> _To be done_:
Write out word for word each line from the one containing "Target: player's knee" through the close of the listing, including both ends. Pictures do not belong in the copy.

> _Provided records_:
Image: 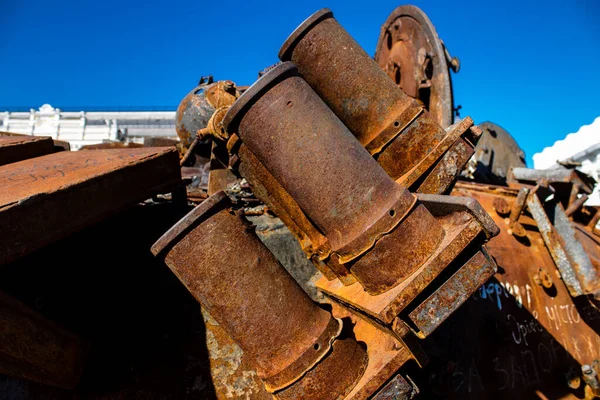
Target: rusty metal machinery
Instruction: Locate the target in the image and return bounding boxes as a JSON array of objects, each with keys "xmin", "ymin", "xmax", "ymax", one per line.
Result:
[
  {"xmin": 461, "ymin": 122, "xmax": 526, "ymax": 185},
  {"xmin": 152, "ymin": 192, "xmax": 367, "ymax": 399},
  {"xmin": 375, "ymin": 5, "xmax": 460, "ymax": 127},
  {"xmin": 279, "ymin": 9, "xmax": 480, "ymax": 194},
  {"xmin": 416, "ymin": 182, "xmax": 600, "ymax": 399},
  {"xmin": 0, "ymin": 6, "xmax": 600, "ymax": 400},
  {"xmin": 207, "ymin": 52, "xmax": 497, "ymax": 398}
]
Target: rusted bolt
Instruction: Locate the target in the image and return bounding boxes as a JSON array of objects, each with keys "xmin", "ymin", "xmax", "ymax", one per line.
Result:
[
  {"xmin": 493, "ymin": 197, "xmax": 510, "ymax": 215},
  {"xmin": 567, "ymin": 376, "xmax": 581, "ymax": 389},
  {"xmin": 508, "ymin": 222, "xmax": 527, "ymax": 238},
  {"xmin": 533, "ymin": 268, "xmax": 554, "ymax": 289}
]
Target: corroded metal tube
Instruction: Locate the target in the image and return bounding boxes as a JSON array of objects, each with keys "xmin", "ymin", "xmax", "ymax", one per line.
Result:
[
  {"xmin": 152, "ymin": 192, "xmax": 366, "ymax": 395},
  {"xmin": 279, "ymin": 9, "xmax": 460, "ymax": 184},
  {"xmin": 223, "ymin": 63, "xmax": 444, "ymax": 293}
]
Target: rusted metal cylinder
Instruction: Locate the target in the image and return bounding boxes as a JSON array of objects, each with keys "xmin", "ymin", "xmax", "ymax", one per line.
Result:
[
  {"xmin": 279, "ymin": 8, "xmax": 420, "ymax": 146},
  {"xmin": 152, "ymin": 192, "xmax": 366, "ymax": 394},
  {"xmin": 223, "ymin": 62, "xmax": 443, "ymax": 292},
  {"xmin": 279, "ymin": 9, "xmax": 447, "ymax": 179}
]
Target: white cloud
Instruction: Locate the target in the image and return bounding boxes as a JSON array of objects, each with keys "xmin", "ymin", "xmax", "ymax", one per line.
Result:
[{"xmin": 533, "ymin": 117, "xmax": 600, "ymax": 169}]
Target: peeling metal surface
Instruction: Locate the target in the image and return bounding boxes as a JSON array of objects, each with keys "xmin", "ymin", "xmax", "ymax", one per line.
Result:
[{"xmin": 202, "ymin": 309, "xmax": 272, "ymax": 400}]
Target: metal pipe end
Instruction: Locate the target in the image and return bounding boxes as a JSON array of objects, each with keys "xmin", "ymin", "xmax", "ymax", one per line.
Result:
[
  {"xmin": 279, "ymin": 8, "xmax": 333, "ymax": 61},
  {"xmin": 223, "ymin": 62, "xmax": 298, "ymax": 135},
  {"xmin": 150, "ymin": 190, "xmax": 232, "ymax": 257}
]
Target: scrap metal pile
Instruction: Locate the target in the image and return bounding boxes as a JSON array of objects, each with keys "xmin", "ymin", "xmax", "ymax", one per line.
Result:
[{"xmin": 0, "ymin": 6, "xmax": 600, "ymax": 400}]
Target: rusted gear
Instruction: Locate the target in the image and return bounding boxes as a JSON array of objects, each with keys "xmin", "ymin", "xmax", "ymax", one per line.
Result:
[
  {"xmin": 175, "ymin": 81, "xmax": 240, "ymax": 150},
  {"xmin": 175, "ymin": 80, "xmax": 241, "ymax": 165},
  {"xmin": 375, "ymin": 6, "xmax": 460, "ymax": 128}
]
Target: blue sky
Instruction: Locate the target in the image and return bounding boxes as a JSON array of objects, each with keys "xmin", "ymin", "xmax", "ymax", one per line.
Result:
[{"xmin": 0, "ymin": 0, "xmax": 600, "ymax": 165}]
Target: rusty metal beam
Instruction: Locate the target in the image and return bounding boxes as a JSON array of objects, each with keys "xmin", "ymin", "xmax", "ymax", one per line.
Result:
[
  {"xmin": 0, "ymin": 292, "xmax": 86, "ymax": 389},
  {"xmin": 0, "ymin": 135, "xmax": 54, "ymax": 165},
  {"xmin": 0, "ymin": 148, "xmax": 181, "ymax": 265}
]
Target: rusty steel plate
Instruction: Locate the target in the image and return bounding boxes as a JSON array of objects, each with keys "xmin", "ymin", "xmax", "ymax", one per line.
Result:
[
  {"xmin": 0, "ymin": 148, "xmax": 181, "ymax": 265},
  {"xmin": 462, "ymin": 122, "xmax": 525, "ymax": 185},
  {"xmin": 375, "ymin": 5, "xmax": 454, "ymax": 128},
  {"xmin": 224, "ymin": 62, "xmax": 450, "ymax": 292},
  {"xmin": 0, "ymin": 135, "xmax": 54, "ymax": 165},
  {"xmin": 279, "ymin": 9, "xmax": 479, "ymax": 194},
  {"xmin": 0, "ymin": 292, "xmax": 86, "ymax": 389},
  {"xmin": 417, "ymin": 183, "xmax": 600, "ymax": 400},
  {"xmin": 315, "ymin": 195, "xmax": 498, "ymax": 336}
]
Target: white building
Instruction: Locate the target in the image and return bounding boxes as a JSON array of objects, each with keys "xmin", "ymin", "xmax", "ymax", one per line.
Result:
[
  {"xmin": 0, "ymin": 104, "xmax": 177, "ymax": 150},
  {"xmin": 533, "ymin": 117, "xmax": 600, "ymax": 206}
]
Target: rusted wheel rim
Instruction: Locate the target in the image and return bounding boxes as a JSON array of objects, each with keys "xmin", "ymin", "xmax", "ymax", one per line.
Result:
[{"xmin": 375, "ymin": 6, "xmax": 454, "ymax": 128}]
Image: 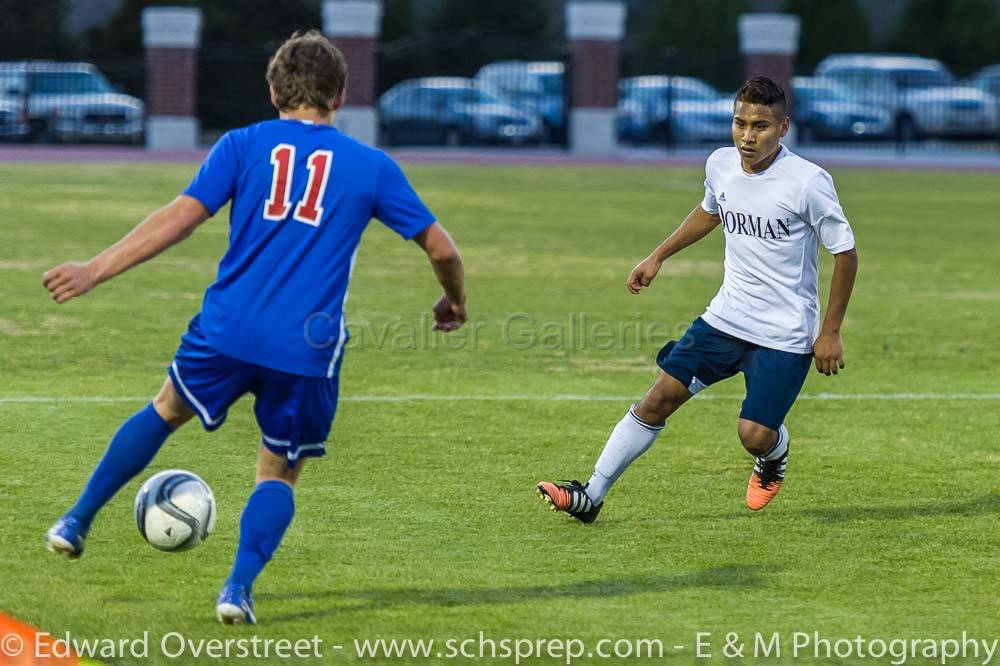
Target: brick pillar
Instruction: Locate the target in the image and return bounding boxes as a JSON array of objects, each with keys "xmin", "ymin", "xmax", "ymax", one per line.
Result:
[
  {"xmin": 739, "ymin": 14, "xmax": 800, "ymax": 135},
  {"xmin": 566, "ymin": 0, "xmax": 625, "ymax": 155},
  {"xmin": 142, "ymin": 7, "xmax": 201, "ymax": 150},
  {"xmin": 323, "ymin": 0, "xmax": 382, "ymax": 146}
]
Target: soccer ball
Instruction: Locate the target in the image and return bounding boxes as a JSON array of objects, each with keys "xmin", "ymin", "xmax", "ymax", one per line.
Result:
[{"xmin": 135, "ymin": 469, "xmax": 215, "ymax": 551}]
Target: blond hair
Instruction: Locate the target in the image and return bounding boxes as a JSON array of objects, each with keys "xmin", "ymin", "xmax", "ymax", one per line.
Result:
[{"xmin": 267, "ymin": 30, "xmax": 347, "ymax": 116}]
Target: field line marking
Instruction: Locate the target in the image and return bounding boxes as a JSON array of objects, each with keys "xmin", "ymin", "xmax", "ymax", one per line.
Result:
[{"xmin": 0, "ymin": 393, "xmax": 1000, "ymax": 404}]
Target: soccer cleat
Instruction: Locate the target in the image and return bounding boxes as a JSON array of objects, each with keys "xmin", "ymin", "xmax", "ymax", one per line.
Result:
[
  {"xmin": 45, "ymin": 515, "xmax": 90, "ymax": 560},
  {"xmin": 747, "ymin": 451, "xmax": 788, "ymax": 511},
  {"xmin": 215, "ymin": 583, "xmax": 257, "ymax": 624},
  {"xmin": 538, "ymin": 481, "xmax": 604, "ymax": 523}
]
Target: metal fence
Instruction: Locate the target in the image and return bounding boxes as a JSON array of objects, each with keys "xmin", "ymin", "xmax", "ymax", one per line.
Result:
[{"xmin": 618, "ymin": 54, "xmax": 1000, "ymax": 152}]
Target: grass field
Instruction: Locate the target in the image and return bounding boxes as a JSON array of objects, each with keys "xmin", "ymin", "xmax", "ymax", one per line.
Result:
[{"xmin": 0, "ymin": 158, "xmax": 1000, "ymax": 664}]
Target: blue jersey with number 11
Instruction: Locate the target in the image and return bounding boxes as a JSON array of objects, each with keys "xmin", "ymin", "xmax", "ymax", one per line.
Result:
[{"xmin": 184, "ymin": 120, "xmax": 434, "ymax": 377}]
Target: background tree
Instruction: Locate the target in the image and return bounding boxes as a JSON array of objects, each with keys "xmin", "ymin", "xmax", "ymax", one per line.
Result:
[
  {"xmin": 784, "ymin": 0, "xmax": 871, "ymax": 74},
  {"xmin": 0, "ymin": 0, "xmax": 78, "ymax": 60},
  {"xmin": 889, "ymin": 0, "xmax": 1000, "ymax": 76},
  {"xmin": 625, "ymin": 0, "xmax": 750, "ymax": 89}
]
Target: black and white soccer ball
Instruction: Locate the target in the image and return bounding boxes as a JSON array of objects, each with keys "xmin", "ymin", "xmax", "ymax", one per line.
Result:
[{"xmin": 135, "ymin": 469, "xmax": 215, "ymax": 551}]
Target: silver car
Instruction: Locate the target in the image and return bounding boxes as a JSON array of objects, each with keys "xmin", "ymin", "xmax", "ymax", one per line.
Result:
[
  {"xmin": 616, "ymin": 76, "xmax": 733, "ymax": 143},
  {"xmin": 378, "ymin": 77, "xmax": 542, "ymax": 146},
  {"xmin": 0, "ymin": 62, "xmax": 145, "ymax": 143},
  {"xmin": 816, "ymin": 54, "xmax": 1000, "ymax": 140}
]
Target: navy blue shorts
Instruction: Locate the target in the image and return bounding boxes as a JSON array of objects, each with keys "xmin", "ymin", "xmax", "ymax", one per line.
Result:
[
  {"xmin": 656, "ymin": 317, "xmax": 812, "ymax": 430},
  {"xmin": 168, "ymin": 317, "xmax": 343, "ymax": 467}
]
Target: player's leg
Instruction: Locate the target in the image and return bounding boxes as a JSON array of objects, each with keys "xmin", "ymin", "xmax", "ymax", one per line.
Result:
[
  {"xmin": 538, "ymin": 318, "xmax": 743, "ymax": 523},
  {"xmin": 737, "ymin": 348, "xmax": 812, "ymax": 511},
  {"xmin": 538, "ymin": 372, "xmax": 691, "ymax": 523},
  {"xmin": 45, "ymin": 378, "xmax": 194, "ymax": 559},
  {"xmin": 45, "ymin": 317, "xmax": 254, "ymax": 558},
  {"xmin": 215, "ymin": 445, "xmax": 305, "ymax": 624},
  {"xmin": 216, "ymin": 369, "xmax": 339, "ymax": 624}
]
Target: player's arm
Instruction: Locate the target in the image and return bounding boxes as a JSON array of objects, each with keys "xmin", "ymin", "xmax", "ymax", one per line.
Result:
[
  {"xmin": 42, "ymin": 195, "xmax": 210, "ymax": 303},
  {"xmin": 413, "ymin": 222, "xmax": 469, "ymax": 331},
  {"xmin": 625, "ymin": 205, "xmax": 722, "ymax": 294},
  {"xmin": 813, "ymin": 248, "xmax": 858, "ymax": 376}
]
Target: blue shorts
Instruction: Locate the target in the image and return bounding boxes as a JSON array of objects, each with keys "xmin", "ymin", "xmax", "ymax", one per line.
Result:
[
  {"xmin": 168, "ymin": 316, "xmax": 343, "ymax": 467},
  {"xmin": 656, "ymin": 317, "xmax": 812, "ymax": 430}
]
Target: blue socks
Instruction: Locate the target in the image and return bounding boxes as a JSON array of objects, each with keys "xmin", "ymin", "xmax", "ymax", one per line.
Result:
[
  {"xmin": 67, "ymin": 403, "xmax": 174, "ymax": 527},
  {"xmin": 228, "ymin": 481, "xmax": 295, "ymax": 592}
]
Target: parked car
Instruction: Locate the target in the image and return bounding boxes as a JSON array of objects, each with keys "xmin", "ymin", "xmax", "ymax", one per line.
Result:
[
  {"xmin": 476, "ymin": 61, "xmax": 566, "ymax": 142},
  {"xmin": 617, "ymin": 76, "xmax": 733, "ymax": 143},
  {"xmin": 0, "ymin": 97, "xmax": 28, "ymax": 141},
  {"xmin": 792, "ymin": 76, "xmax": 893, "ymax": 143},
  {"xmin": 0, "ymin": 61, "xmax": 144, "ymax": 143},
  {"xmin": 379, "ymin": 77, "xmax": 542, "ymax": 145},
  {"xmin": 816, "ymin": 54, "xmax": 998, "ymax": 140},
  {"xmin": 969, "ymin": 65, "xmax": 1000, "ymax": 101}
]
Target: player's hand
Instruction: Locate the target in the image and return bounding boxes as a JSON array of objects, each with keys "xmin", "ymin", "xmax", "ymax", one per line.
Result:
[
  {"xmin": 625, "ymin": 257, "xmax": 663, "ymax": 294},
  {"xmin": 42, "ymin": 263, "xmax": 97, "ymax": 303},
  {"xmin": 433, "ymin": 295, "xmax": 469, "ymax": 332},
  {"xmin": 813, "ymin": 333, "xmax": 847, "ymax": 377}
]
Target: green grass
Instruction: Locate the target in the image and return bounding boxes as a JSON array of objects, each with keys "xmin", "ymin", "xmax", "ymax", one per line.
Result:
[{"xmin": 0, "ymin": 164, "xmax": 1000, "ymax": 663}]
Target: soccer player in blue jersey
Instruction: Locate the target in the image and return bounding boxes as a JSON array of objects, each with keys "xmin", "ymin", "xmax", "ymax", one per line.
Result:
[{"xmin": 44, "ymin": 31, "xmax": 467, "ymax": 624}]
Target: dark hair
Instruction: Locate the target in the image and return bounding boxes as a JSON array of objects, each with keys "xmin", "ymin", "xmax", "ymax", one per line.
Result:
[
  {"xmin": 267, "ymin": 30, "xmax": 347, "ymax": 115},
  {"xmin": 736, "ymin": 76, "xmax": 785, "ymax": 118}
]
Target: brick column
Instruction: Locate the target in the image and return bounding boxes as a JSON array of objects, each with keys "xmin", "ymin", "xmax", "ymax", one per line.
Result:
[
  {"xmin": 323, "ymin": 0, "xmax": 382, "ymax": 146},
  {"xmin": 142, "ymin": 7, "xmax": 201, "ymax": 150},
  {"xmin": 739, "ymin": 14, "xmax": 800, "ymax": 124},
  {"xmin": 566, "ymin": 0, "xmax": 625, "ymax": 155}
]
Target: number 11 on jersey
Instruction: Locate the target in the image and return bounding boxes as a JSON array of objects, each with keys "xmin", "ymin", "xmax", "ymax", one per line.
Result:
[{"xmin": 264, "ymin": 143, "xmax": 333, "ymax": 227}]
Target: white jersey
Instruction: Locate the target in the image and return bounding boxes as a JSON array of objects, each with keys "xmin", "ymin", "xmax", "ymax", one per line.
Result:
[{"xmin": 701, "ymin": 146, "xmax": 854, "ymax": 354}]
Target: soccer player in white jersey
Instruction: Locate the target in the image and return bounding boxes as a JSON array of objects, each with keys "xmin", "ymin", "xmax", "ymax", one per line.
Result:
[{"xmin": 538, "ymin": 77, "xmax": 858, "ymax": 523}]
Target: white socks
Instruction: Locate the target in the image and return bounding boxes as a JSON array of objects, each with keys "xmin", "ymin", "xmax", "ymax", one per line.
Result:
[
  {"xmin": 587, "ymin": 405, "xmax": 664, "ymax": 505},
  {"xmin": 760, "ymin": 423, "xmax": 788, "ymax": 460}
]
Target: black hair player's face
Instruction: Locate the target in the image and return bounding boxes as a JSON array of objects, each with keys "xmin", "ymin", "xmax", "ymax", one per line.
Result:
[{"xmin": 733, "ymin": 100, "xmax": 788, "ymax": 168}]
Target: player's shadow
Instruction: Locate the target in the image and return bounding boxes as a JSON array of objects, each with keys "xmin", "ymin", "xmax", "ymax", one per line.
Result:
[
  {"xmin": 256, "ymin": 566, "xmax": 775, "ymax": 622},
  {"xmin": 795, "ymin": 493, "xmax": 1000, "ymax": 523}
]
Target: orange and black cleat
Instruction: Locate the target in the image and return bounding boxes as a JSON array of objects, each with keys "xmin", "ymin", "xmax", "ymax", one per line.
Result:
[
  {"xmin": 747, "ymin": 451, "xmax": 788, "ymax": 511},
  {"xmin": 538, "ymin": 481, "xmax": 604, "ymax": 523}
]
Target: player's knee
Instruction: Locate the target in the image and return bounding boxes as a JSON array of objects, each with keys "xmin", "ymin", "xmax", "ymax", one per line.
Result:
[
  {"xmin": 153, "ymin": 390, "xmax": 194, "ymax": 430},
  {"xmin": 635, "ymin": 376, "xmax": 691, "ymax": 425},
  {"xmin": 738, "ymin": 420, "xmax": 778, "ymax": 456}
]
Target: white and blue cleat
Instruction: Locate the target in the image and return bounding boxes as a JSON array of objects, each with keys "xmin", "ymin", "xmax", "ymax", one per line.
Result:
[
  {"xmin": 215, "ymin": 583, "xmax": 257, "ymax": 624},
  {"xmin": 45, "ymin": 515, "xmax": 90, "ymax": 560}
]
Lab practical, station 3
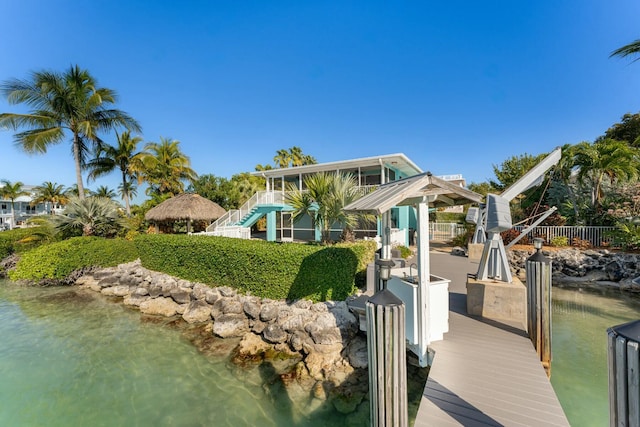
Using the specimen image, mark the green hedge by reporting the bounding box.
[9,237,138,282]
[134,235,376,301]
[0,228,45,259]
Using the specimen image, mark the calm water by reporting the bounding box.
[551,287,640,427]
[0,281,368,427]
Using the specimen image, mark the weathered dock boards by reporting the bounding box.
[415,253,569,427]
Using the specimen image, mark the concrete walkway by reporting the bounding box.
[415,252,569,427]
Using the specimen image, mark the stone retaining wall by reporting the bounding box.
[507,249,640,292]
[75,261,369,417]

> _Correct response_:
Target: player's knee
Instruction: Locate the target in the image and return bounding boxes as a JSON array of objects, each with keys "xmin", "ymin", "xmax", "ymax", one per line.
Result:
[
  {"xmin": 153, "ymin": 390, "xmax": 194, "ymax": 430},
  {"xmin": 635, "ymin": 376, "xmax": 691, "ymax": 425},
  {"xmin": 738, "ymin": 420, "xmax": 778, "ymax": 456}
]
Target: white and blue cleat
Instruction: Locate the target in the image and return bounding boxes as a JSON array of objects, each with keys "xmin", "ymin", "xmax", "ymax", one per line.
Result:
[
  {"xmin": 215, "ymin": 583, "xmax": 257, "ymax": 624},
  {"xmin": 45, "ymin": 515, "xmax": 90, "ymax": 560}
]
Lab practical, station 3
Using the specimen image, mark the green hedge by reporting the bounding box.
[9,237,138,282]
[134,235,376,301]
[0,228,45,259]
Using the specimen image, mark the calm water by reporting the bounding box.
[551,287,640,427]
[0,281,368,427]
Using the specimen image, mark the weathered dock boards by reporting the bounding box.
[415,253,569,427]
Using the specimen image, mark the concrete walkway by reporting the bounding box.
[415,252,569,427]
Using the specimen image, mark the stone retaining wall by reporting the bounding box.
[507,249,640,292]
[75,261,369,417]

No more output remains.